## Extracted records
-=-=-=-=-
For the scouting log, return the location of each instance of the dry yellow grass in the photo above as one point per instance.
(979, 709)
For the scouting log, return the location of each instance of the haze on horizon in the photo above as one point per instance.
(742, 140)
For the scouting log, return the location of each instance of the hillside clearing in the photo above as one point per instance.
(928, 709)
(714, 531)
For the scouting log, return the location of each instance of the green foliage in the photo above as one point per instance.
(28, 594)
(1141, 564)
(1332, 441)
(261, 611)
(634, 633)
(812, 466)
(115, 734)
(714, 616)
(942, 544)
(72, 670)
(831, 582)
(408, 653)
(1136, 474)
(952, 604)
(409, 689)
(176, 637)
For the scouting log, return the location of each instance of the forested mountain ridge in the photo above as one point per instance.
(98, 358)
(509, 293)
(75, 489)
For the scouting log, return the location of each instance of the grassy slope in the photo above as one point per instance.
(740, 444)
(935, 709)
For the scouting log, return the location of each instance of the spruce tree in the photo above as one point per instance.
-=-=-=-=-
## TASK DESCRIPTION
Lay out every line of the records above as a numbered list, omitting any blank lines.

## ANSWER TO THE EXERCISE
1. For the scouting log, return the location of each instance of the dry yellow grass in the photo above as one point per instance.
2. (979, 709)
3. For the scouting log, return the location of each instance of the haze on horizon in the photo above as one point per instance.
4. (742, 140)
5. For the scouting log, return the location of each instance of the hillside clearing in the photo above as one point per instance.
6. (928, 709)
7. (714, 531)
8. For the scouting log, return the location of each instance of the green foliage in the photo above as one point per instance.
9. (28, 594)
10. (1141, 564)
11. (1332, 441)
12. (261, 611)
13. (634, 633)
14. (812, 466)
15. (115, 734)
16. (714, 616)
17. (942, 544)
18. (72, 670)
19. (831, 582)
20. (408, 653)
21. (1136, 474)
22. (952, 604)
23. (409, 689)
24. (176, 637)
25. For the scouting log, return the location of each instance of the forested mountain ridge in the photo above as one point per instance.
26. (98, 358)
27. (509, 293)
28. (75, 489)
29. For the scouting log, return the location of each instance of the grassy slope in the photo above as one point per instance.
30. (740, 444)
31. (935, 709)
32. For the scouting log, return the location of each instance of the spruce tree in the photo above as one point per instance.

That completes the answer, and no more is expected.